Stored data
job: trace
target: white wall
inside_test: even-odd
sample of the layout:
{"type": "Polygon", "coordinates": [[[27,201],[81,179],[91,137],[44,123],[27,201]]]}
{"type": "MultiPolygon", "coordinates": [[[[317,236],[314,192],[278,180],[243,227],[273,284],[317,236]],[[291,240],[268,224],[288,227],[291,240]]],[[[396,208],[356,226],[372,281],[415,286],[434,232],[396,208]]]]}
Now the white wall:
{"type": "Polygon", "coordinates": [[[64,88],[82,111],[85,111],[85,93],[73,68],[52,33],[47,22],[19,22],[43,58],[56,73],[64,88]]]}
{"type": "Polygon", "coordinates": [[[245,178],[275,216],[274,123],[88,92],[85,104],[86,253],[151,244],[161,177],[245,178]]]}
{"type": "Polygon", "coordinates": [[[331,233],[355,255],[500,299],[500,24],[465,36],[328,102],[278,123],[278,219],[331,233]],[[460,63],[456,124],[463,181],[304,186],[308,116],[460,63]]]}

TASK PROMPT
Please repeat, exactly and only, the lines from the one containing "target: white wall" through the last line of the records, both included.

REPLY
target: white wall
inside_test: even-odd
sample of the layout:
{"type": "Polygon", "coordinates": [[[27,201],[81,179],[91,137],[44,123],[27,201]]]}
{"type": "MultiPolygon", "coordinates": [[[[317,236],[314,192],[278,180],[243,227],[273,284],[317,236]],[[291,240],[268,224],[288,227],[291,240]]],[[[396,208],[356,226],[372,281],[415,286],[434,232],[396,208]]]]}
Now the white wall:
{"type": "Polygon", "coordinates": [[[64,88],[82,111],[85,111],[85,93],[73,68],[52,33],[47,22],[19,22],[43,58],[56,73],[64,88]]]}
{"type": "Polygon", "coordinates": [[[245,178],[275,216],[274,123],[88,92],[85,104],[86,253],[151,244],[161,177],[245,178]]]}
{"type": "Polygon", "coordinates": [[[331,233],[355,255],[500,299],[500,24],[465,36],[328,102],[278,123],[278,219],[331,233]],[[460,63],[456,124],[463,181],[304,186],[308,116],[460,63]]]}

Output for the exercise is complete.